▶ _Exercise aim_
Pick out every row below that contains the word "glass" and copy each of those rows in full. Capital and lowercase letters count, so match the case.

▶ _Records for the task_
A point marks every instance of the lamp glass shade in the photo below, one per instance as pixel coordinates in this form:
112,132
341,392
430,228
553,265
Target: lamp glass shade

▶ _Solution to this exercise_
A point marks every instance of the lamp glass shade in the photo below, one per instance as pixel coordinates in this form:
Target: lamp glass shade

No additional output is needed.